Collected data
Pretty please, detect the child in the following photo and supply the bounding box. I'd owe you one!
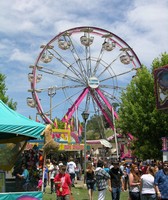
[37,176,43,191]
[122,170,128,191]
[54,165,72,200]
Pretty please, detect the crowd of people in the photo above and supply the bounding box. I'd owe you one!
[11,146,168,200]
[85,159,168,200]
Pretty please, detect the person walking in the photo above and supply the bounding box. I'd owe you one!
[46,159,52,185]
[54,165,72,200]
[103,161,110,173]
[109,161,124,200]
[16,164,30,191]
[66,157,76,187]
[129,164,141,200]
[140,166,156,200]
[122,169,129,191]
[154,160,168,200]
[75,159,82,181]
[43,165,48,193]
[49,160,59,194]
[85,162,96,200]
[95,160,111,200]
[37,175,43,191]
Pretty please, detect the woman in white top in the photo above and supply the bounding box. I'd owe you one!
[129,164,141,200]
[140,166,156,200]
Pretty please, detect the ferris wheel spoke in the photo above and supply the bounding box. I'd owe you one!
[92,48,104,77]
[100,88,121,103]
[48,48,86,82]
[100,85,126,90]
[85,46,92,77]
[85,47,91,77]
[45,89,83,114]
[87,32,93,77]
[67,36,88,82]
[97,53,122,79]
[91,95,101,114]
[92,35,114,77]
[91,90,114,129]
[37,66,85,84]
[80,31,93,78]
[84,92,91,112]
[100,68,135,83]
[35,84,84,93]
[90,96,105,138]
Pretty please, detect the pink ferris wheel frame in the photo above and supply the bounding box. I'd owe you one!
[29,26,141,130]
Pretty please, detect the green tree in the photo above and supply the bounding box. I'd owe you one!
[118,53,168,160]
[0,73,17,109]
[86,114,113,139]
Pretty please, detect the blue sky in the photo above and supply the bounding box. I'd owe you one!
[0,0,168,122]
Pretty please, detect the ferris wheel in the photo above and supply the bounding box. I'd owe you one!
[27,26,141,129]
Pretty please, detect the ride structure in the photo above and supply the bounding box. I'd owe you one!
[27,26,141,146]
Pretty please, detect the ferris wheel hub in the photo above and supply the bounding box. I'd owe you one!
[88,77,99,89]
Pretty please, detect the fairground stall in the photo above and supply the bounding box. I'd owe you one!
[0,100,45,200]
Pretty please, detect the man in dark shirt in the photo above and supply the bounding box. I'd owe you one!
[154,160,168,200]
[109,161,124,200]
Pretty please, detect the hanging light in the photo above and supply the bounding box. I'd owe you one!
[27,97,36,108]
[48,86,56,97]
[80,35,94,46]
[81,111,89,122]
[58,39,71,50]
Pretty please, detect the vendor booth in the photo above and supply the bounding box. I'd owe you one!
[0,100,45,200]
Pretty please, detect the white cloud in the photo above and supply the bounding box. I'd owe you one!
[9,48,33,63]
[0,0,167,120]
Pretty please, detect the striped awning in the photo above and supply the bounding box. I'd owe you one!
[100,139,112,148]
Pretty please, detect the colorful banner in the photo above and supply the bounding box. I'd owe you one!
[52,128,71,143]
[0,191,42,200]
[154,65,168,110]
[58,144,84,151]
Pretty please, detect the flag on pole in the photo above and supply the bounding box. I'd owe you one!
[78,122,83,137]
[70,117,74,131]
[64,115,68,129]
[54,118,58,128]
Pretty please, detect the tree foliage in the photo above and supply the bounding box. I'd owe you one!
[0,73,17,110]
[86,114,113,139]
[118,52,168,160]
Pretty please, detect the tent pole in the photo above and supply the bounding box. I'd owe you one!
[41,152,46,192]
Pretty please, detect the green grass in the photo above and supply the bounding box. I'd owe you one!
[43,186,129,200]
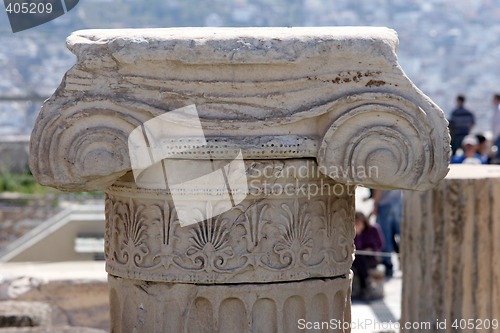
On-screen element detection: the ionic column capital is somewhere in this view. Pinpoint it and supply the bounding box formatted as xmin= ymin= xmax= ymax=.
xmin=30 ymin=27 xmax=450 ymax=191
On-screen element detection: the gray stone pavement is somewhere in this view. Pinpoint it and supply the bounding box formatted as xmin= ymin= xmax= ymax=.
xmin=351 ymin=260 xmax=402 ymax=333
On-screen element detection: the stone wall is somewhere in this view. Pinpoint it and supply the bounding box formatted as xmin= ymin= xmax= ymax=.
xmin=0 ymin=196 xmax=58 ymax=251
xmin=0 ymin=136 xmax=29 ymax=174
xmin=0 ymin=278 xmax=109 ymax=331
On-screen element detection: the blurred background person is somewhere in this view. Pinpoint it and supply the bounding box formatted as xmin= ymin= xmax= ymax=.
xmin=451 ymin=135 xmax=484 ymax=164
xmin=353 ymin=211 xmax=384 ymax=300
xmin=448 ymin=95 xmax=475 ymax=156
xmin=372 ymin=190 xmax=402 ymax=278
xmin=492 ymin=94 xmax=500 ymax=164
xmin=476 ymin=133 xmax=494 ymax=164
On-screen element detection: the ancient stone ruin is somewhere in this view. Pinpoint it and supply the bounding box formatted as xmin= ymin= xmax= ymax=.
xmin=29 ymin=27 xmax=450 ymax=332
xmin=402 ymin=164 xmax=500 ymax=333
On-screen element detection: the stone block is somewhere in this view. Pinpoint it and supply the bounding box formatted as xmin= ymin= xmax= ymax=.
xmin=401 ymin=165 xmax=500 ymax=332
xmin=0 ymin=301 xmax=50 ymax=328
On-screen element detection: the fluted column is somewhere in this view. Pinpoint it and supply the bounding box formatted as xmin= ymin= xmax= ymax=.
xmin=29 ymin=27 xmax=450 ymax=332
xmin=401 ymin=165 xmax=500 ymax=333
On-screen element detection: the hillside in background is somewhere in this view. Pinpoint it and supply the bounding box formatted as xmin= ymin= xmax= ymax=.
xmin=1 ymin=0 xmax=499 ymax=135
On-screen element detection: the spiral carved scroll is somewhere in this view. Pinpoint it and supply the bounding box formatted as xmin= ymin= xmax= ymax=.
xmin=317 ymin=93 xmax=450 ymax=190
xmin=29 ymin=99 xmax=155 ymax=191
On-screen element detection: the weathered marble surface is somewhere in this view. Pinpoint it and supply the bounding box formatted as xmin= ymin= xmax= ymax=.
xmin=105 ymin=160 xmax=355 ymax=284
xmin=29 ymin=27 xmax=450 ymax=191
xmin=28 ymin=27 xmax=451 ymax=333
xmin=401 ymin=165 xmax=500 ymax=333
xmin=109 ymin=273 xmax=352 ymax=333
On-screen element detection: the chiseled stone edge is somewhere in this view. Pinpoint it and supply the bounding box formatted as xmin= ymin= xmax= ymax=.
xmin=67 ymin=27 xmax=399 ymax=65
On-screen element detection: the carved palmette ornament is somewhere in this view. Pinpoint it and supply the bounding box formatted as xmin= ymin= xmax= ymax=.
xmin=104 ymin=159 xmax=355 ymax=284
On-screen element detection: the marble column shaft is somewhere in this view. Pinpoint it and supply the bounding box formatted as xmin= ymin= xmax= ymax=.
xmin=401 ymin=165 xmax=500 ymax=333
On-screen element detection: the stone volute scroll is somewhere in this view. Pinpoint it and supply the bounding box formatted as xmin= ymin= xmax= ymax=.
xmin=29 ymin=27 xmax=450 ymax=333
xmin=30 ymin=27 xmax=449 ymax=192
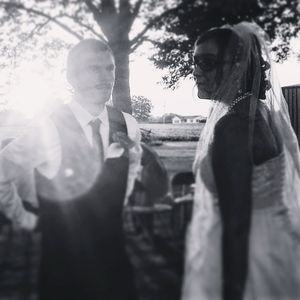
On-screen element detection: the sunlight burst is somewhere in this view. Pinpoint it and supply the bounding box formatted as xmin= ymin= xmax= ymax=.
xmin=5 ymin=60 xmax=70 ymax=119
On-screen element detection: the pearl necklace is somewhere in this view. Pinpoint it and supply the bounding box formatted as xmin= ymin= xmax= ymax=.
xmin=228 ymin=92 xmax=252 ymax=112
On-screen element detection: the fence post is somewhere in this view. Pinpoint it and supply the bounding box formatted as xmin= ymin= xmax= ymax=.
xmin=282 ymin=85 xmax=300 ymax=145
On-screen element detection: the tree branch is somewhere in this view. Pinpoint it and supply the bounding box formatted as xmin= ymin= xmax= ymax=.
xmin=0 ymin=1 xmax=83 ymax=40
xmin=128 ymin=0 xmax=143 ymax=28
xmin=101 ymin=0 xmax=117 ymax=14
xmin=132 ymin=0 xmax=143 ymax=19
xmin=130 ymin=36 xmax=152 ymax=53
xmin=84 ymin=0 xmax=120 ymax=42
xmin=16 ymin=19 xmax=51 ymax=48
xmin=83 ymin=0 xmax=103 ymax=26
xmin=130 ymin=4 xmax=184 ymax=48
xmin=61 ymin=13 xmax=107 ymax=42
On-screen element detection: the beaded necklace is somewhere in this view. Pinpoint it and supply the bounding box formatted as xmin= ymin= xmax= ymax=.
xmin=228 ymin=92 xmax=252 ymax=112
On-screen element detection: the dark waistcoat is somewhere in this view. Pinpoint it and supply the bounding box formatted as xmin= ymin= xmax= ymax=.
xmin=35 ymin=105 xmax=136 ymax=300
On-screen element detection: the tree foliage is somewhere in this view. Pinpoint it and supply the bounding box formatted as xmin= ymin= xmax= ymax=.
xmin=131 ymin=95 xmax=153 ymax=121
xmin=0 ymin=0 xmax=185 ymax=113
xmin=0 ymin=0 xmax=299 ymax=111
xmin=150 ymin=0 xmax=300 ymax=88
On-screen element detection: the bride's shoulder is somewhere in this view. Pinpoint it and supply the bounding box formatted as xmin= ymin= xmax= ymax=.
xmin=212 ymin=114 xmax=251 ymax=171
xmin=214 ymin=113 xmax=249 ymax=142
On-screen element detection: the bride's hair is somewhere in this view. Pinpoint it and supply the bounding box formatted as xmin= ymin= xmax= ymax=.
xmin=194 ymin=28 xmax=270 ymax=100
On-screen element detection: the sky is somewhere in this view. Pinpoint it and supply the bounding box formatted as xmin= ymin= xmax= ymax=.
xmin=130 ymin=55 xmax=211 ymax=117
xmin=130 ymin=38 xmax=300 ymax=117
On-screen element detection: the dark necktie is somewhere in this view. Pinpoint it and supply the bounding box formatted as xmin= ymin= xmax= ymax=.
xmin=89 ymin=118 xmax=104 ymax=164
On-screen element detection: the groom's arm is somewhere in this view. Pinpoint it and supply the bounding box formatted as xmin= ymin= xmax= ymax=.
xmin=0 ymin=118 xmax=61 ymax=229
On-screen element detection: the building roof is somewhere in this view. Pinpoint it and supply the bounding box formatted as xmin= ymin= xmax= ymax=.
xmin=282 ymin=84 xmax=300 ymax=88
xmin=172 ymin=114 xmax=206 ymax=120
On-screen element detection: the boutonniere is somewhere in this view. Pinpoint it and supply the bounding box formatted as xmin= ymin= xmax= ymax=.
xmin=112 ymin=132 xmax=136 ymax=149
xmin=106 ymin=132 xmax=136 ymax=159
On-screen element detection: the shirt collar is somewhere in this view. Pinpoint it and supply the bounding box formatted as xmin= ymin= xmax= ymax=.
xmin=68 ymin=101 xmax=108 ymax=129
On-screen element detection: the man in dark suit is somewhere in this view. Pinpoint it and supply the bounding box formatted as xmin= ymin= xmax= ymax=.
xmin=0 ymin=39 xmax=142 ymax=300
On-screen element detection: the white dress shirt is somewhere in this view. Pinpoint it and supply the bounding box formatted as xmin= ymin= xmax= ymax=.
xmin=0 ymin=102 xmax=142 ymax=229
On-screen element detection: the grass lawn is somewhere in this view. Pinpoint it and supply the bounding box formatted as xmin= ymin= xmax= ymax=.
xmin=139 ymin=123 xmax=204 ymax=141
xmin=139 ymin=123 xmax=202 ymax=178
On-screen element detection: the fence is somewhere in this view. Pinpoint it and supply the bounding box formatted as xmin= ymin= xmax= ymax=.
xmin=282 ymin=85 xmax=300 ymax=144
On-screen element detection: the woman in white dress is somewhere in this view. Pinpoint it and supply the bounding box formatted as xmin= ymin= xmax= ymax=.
xmin=182 ymin=22 xmax=300 ymax=300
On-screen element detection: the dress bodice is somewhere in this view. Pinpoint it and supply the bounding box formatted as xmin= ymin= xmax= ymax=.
xmin=198 ymin=151 xmax=285 ymax=210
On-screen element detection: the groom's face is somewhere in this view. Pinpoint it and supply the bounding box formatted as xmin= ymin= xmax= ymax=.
xmin=69 ymin=43 xmax=115 ymax=106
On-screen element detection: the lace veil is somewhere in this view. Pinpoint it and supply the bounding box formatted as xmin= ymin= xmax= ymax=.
xmin=187 ymin=21 xmax=300 ymax=271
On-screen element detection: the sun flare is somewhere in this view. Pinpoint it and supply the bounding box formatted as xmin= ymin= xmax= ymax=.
xmin=5 ymin=60 xmax=70 ymax=119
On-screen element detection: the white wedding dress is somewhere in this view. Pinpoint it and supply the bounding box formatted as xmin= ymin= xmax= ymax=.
xmin=182 ymin=145 xmax=300 ymax=300
xmin=182 ymin=21 xmax=300 ymax=300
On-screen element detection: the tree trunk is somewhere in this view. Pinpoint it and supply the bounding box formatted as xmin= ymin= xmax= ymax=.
xmin=111 ymin=39 xmax=132 ymax=114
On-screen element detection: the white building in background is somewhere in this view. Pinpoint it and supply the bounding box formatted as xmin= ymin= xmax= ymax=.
xmin=172 ymin=115 xmax=206 ymax=124
xmin=185 ymin=116 xmax=197 ymax=123
xmin=172 ymin=116 xmax=182 ymax=124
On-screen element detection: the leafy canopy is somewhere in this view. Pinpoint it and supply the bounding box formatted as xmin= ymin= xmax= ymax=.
xmin=0 ymin=0 xmax=299 ymax=96
xmin=132 ymin=95 xmax=153 ymax=121
xmin=150 ymin=0 xmax=300 ymax=88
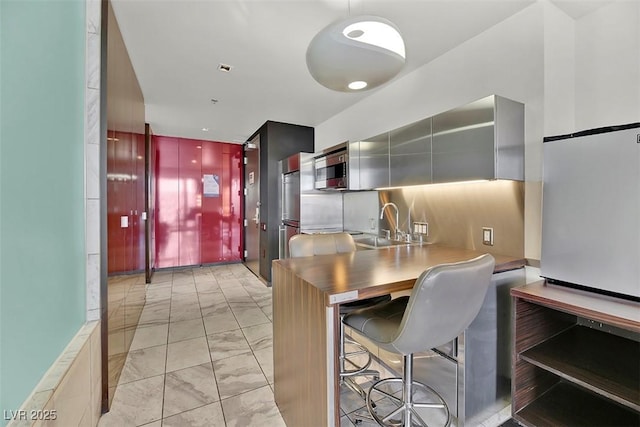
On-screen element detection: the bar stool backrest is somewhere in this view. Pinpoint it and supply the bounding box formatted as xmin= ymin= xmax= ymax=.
xmin=387 ymin=254 xmax=495 ymax=355
xmin=289 ymin=232 xmax=356 ymax=257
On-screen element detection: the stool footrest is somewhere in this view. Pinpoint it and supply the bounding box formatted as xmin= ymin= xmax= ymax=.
xmin=365 ymin=378 xmax=451 ymax=427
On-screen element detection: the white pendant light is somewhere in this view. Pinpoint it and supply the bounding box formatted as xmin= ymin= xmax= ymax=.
xmin=306 ymin=15 xmax=406 ymax=92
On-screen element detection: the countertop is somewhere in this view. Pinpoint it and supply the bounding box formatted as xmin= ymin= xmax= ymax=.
xmin=273 ymin=243 xmax=525 ymax=304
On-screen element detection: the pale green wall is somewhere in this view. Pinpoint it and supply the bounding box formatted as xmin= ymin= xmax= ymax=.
xmin=0 ymin=0 xmax=86 ymax=421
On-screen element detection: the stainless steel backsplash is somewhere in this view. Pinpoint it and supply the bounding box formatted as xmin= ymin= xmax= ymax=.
xmin=344 ymin=180 xmax=524 ymax=258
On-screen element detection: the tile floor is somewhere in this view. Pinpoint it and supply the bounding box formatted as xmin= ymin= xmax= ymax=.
xmin=98 ymin=263 xmax=282 ymax=427
xmin=99 ymin=263 xmax=511 ymax=427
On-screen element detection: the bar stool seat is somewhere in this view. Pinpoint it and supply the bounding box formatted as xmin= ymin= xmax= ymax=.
xmin=344 ymin=254 xmax=495 ymax=427
xmin=288 ymin=233 xmax=391 ymax=395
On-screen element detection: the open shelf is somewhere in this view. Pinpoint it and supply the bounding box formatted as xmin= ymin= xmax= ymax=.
xmin=520 ymin=325 xmax=640 ymax=411
xmin=512 ymin=282 xmax=640 ymax=427
xmin=515 ymin=382 xmax=640 ymax=427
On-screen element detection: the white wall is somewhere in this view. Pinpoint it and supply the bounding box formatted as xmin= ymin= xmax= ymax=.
xmin=315 ymin=0 xmax=640 ymax=261
xmin=574 ymin=1 xmax=640 ymax=130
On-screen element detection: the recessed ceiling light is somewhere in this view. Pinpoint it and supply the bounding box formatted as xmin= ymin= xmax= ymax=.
xmin=202 ymin=127 xmax=209 ymax=132
xmin=218 ymin=63 xmax=232 ymax=72
xmin=348 ymin=81 xmax=368 ymax=90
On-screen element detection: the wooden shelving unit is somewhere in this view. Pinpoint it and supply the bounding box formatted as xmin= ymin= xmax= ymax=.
xmin=511 ymin=281 xmax=640 ymax=427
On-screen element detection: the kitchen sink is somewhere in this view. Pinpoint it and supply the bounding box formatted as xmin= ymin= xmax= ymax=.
xmin=354 ymin=236 xmax=412 ymax=248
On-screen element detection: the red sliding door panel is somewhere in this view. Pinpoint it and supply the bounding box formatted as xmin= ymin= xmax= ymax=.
xmin=178 ymin=139 xmax=202 ymax=267
xmin=201 ymin=142 xmax=243 ymax=263
xmin=154 ymin=136 xmax=242 ymax=268
xmin=155 ymin=136 xmax=180 ymax=268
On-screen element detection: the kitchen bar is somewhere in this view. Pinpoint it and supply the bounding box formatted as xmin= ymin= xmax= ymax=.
xmin=272 ymin=243 xmax=525 ymax=427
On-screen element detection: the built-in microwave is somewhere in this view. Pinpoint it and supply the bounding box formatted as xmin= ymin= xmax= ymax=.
xmin=314 ymin=143 xmax=348 ymax=190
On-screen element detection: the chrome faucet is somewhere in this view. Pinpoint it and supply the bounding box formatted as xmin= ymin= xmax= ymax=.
xmin=380 ymin=202 xmax=400 ymax=240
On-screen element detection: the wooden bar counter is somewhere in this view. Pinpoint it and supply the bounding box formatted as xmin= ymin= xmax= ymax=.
xmin=272 ymin=243 xmax=525 ymax=427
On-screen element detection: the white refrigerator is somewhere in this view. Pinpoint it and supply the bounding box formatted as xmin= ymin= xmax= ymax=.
xmin=541 ymin=123 xmax=640 ymax=300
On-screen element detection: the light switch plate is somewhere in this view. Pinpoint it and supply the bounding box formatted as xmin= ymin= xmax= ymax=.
xmin=482 ymin=227 xmax=494 ymax=246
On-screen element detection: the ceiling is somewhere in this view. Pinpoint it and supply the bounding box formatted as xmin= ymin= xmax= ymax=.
xmin=110 ymin=0 xmax=581 ymax=144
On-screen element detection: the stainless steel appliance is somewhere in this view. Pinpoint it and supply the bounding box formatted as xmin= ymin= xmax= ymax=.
xmin=279 ymin=152 xmax=307 ymax=259
xmin=541 ymin=123 xmax=640 ymax=299
xmin=279 ymin=152 xmax=345 ymax=258
xmin=314 ymin=142 xmax=348 ymax=190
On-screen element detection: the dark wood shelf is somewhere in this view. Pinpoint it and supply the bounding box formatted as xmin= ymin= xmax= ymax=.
xmin=520 ymin=325 xmax=640 ymax=411
xmin=512 ymin=283 xmax=640 ymax=427
xmin=515 ymin=382 xmax=640 ymax=427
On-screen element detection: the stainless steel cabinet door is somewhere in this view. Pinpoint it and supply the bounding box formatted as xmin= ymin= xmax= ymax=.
xmin=390 ymin=117 xmax=432 ymax=186
xmin=432 ymin=96 xmax=495 ymax=182
xmin=358 ymin=132 xmax=390 ymax=189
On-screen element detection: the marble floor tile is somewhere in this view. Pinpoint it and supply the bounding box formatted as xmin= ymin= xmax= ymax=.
xmin=139 ymin=421 xmax=162 ymax=427
xmin=198 ymin=290 xmax=226 ymax=306
xmin=230 ymin=305 xmax=270 ymax=328
xmin=119 ymin=345 xmax=167 ymax=384
xmin=172 ymin=283 xmax=197 ymax=295
xmin=207 ymin=329 xmax=252 ymax=362
xmin=242 ymin=323 xmax=272 ymax=351
xmin=203 ymin=311 xmax=240 ymax=335
xmin=260 ymin=304 xmax=273 ymax=320
xmin=145 ymin=288 xmax=172 ymax=304
xmin=129 ymin=323 xmax=168 ymax=351
xmin=200 ymin=299 xmax=232 ymax=318
xmin=340 ymin=381 xmax=368 ymax=415
xmin=341 ymin=414 xmax=357 ymax=427
xmin=170 ymin=303 xmax=203 ymax=323
xmin=107 ymin=353 xmax=127 ymax=387
xmin=166 ymin=336 xmax=211 ymax=373
xmin=108 ymin=330 xmax=125 ymax=356
xmin=137 ymin=301 xmax=171 ymax=328
xmin=163 ymin=362 xmax=219 ymax=418
xmin=252 ymin=346 xmax=274 ymax=384
xmin=195 ymin=281 xmax=220 ymax=293
xmin=216 ymin=278 xmax=243 ymax=289
xmin=150 ymin=271 xmax=173 ymax=284
xmin=251 ymin=293 xmax=272 ymax=309
xmin=221 ymin=385 xmax=285 ymax=427
xmin=170 ymin=293 xmax=200 ymax=307
xmin=102 ymin=375 xmax=164 ymax=426
xmin=168 ymin=318 xmax=205 ymax=343
xmin=213 ymin=352 xmax=267 ymax=400
xmin=162 ymin=402 xmax=226 ymax=427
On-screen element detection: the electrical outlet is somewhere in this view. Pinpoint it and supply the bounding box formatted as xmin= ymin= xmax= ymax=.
xmin=482 ymin=227 xmax=494 ymax=246
xmin=413 ymin=222 xmax=429 ymax=236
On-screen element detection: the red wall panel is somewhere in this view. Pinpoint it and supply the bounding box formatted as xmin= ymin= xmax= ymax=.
xmin=201 ymin=142 xmax=243 ymax=263
xmin=154 ymin=136 xmax=242 ymax=268
xmin=155 ymin=136 xmax=180 ymax=268
xmin=177 ymin=139 xmax=202 ymax=266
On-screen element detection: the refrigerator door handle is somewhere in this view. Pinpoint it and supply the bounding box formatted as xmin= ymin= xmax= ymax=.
xmin=278 ymin=225 xmax=286 ymax=259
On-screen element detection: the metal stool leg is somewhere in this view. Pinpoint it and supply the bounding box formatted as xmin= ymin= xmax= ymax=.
xmin=365 ymin=354 xmax=451 ymax=427
xmin=340 ymin=316 xmax=381 ymax=404
xmin=340 ymin=316 xmax=375 ymax=377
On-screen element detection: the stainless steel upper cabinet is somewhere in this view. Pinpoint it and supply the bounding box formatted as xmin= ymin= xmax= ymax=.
xmin=432 ymin=95 xmax=524 ymax=183
xmin=357 ymin=132 xmax=390 ymax=190
xmin=389 ymin=117 xmax=432 ymax=186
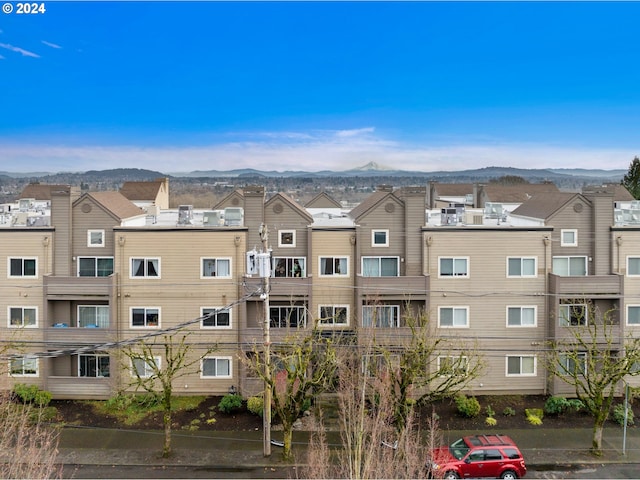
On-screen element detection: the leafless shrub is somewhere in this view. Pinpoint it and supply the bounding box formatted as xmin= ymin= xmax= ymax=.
xmin=0 ymin=392 xmax=61 ymax=479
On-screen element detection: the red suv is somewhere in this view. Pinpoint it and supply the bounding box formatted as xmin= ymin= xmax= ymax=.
xmin=429 ymin=434 xmax=526 ymax=479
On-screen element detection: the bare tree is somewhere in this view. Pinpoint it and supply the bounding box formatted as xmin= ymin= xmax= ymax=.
xmin=303 ymin=344 xmax=440 ymax=479
xmin=245 ymin=325 xmax=338 ymax=460
xmin=0 ymin=392 xmax=61 ymax=479
xmin=121 ymin=332 xmax=216 ymax=458
xmin=546 ymin=303 xmax=640 ymax=455
xmin=371 ymin=308 xmax=484 ymax=431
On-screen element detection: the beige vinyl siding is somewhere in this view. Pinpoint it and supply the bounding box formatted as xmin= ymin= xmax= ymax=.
xmin=72 ymin=197 xmax=118 ymax=263
xmin=547 ymin=198 xmax=593 ymax=273
xmin=311 ymin=229 xmax=355 ymax=327
xmin=425 ymin=228 xmax=549 ymax=393
xmin=265 ymin=201 xmax=310 ymax=259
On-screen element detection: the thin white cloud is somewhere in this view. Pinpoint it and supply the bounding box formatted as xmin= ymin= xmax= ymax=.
xmin=335 ymin=127 xmax=376 ymax=138
xmin=0 ymin=54 xmax=4 ymax=60
xmin=41 ymin=40 xmax=62 ymax=49
xmin=0 ymin=129 xmax=635 ymax=174
xmin=0 ymin=43 xmax=39 ymax=58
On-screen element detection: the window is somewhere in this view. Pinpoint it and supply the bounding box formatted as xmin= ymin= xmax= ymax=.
xmin=278 ymin=230 xmax=296 ymax=248
xmin=131 ymin=357 xmax=160 ymax=378
xmin=8 ymin=258 xmax=36 ymax=278
xmin=628 ymin=305 xmax=640 ymax=326
xmin=507 ymin=257 xmax=537 ymax=277
xmin=10 ymin=357 xmax=38 ymax=377
xmin=131 ymin=307 xmax=160 ymax=328
xmin=270 ymin=305 xmax=306 ymax=328
xmin=78 ymin=257 xmax=114 ymax=277
xmin=507 ymin=306 xmax=536 ymax=327
xmin=371 ymin=230 xmax=389 ymax=247
xmin=362 ymin=305 xmax=400 ymax=328
xmin=201 ymin=258 xmax=231 ymax=278
xmin=560 ymin=353 xmax=586 ymax=376
xmin=201 ymin=307 xmax=231 ymax=328
xmin=437 ymin=356 xmax=469 ymax=376
xmin=87 ymin=230 xmax=105 ymax=247
xmin=319 ymin=256 xmax=348 ymax=276
xmin=506 ymin=355 xmax=536 ymax=376
xmin=552 ymin=256 xmax=587 ymax=276
xmin=201 ymin=357 xmax=232 ymax=378
xmin=78 ymin=305 xmax=109 ymax=328
xmin=273 ymin=257 xmax=305 ymax=278
xmin=559 ymin=303 xmax=587 ymax=326
xmin=362 ymin=354 xmax=399 ymax=377
xmin=319 ymin=305 xmax=348 ymax=325
xmin=438 ymin=307 xmax=469 ymax=328
xmin=561 ymin=229 xmax=578 ymax=247
xmin=628 ymin=257 xmax=640 ymax=276
xmin=439 ymin=257 xmax=469 ymax=277
xmin=131 ymin=258 xmax=160 ymax=278
xmin=79 ymin=353 xmax=110 ymax=377
xmin=361 ymin=257 xmax=399 ymax=277
xmin=8 ymin=307 xmax=37 ymax=327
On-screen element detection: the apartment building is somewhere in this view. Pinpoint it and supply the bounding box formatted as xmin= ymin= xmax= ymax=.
xmin=0 ymin=181 xmax=638 ymax=400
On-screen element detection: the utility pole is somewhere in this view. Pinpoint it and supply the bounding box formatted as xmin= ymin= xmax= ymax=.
xmin=258 ymin=223 xmax=272 ymax=457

● **Your task**
Word for word, repeat the line holding "On-screen element detection: the utility" and all lines after it through the end of the entries above.

● **Reply**
On-screen element detection: the utility pole is somewhere in this view. Pinpoint it and supply the bounding box formatted as xmin= ymin= xmax= ymax=.
xmin=258 ymin=223 xmax=272 ymax=457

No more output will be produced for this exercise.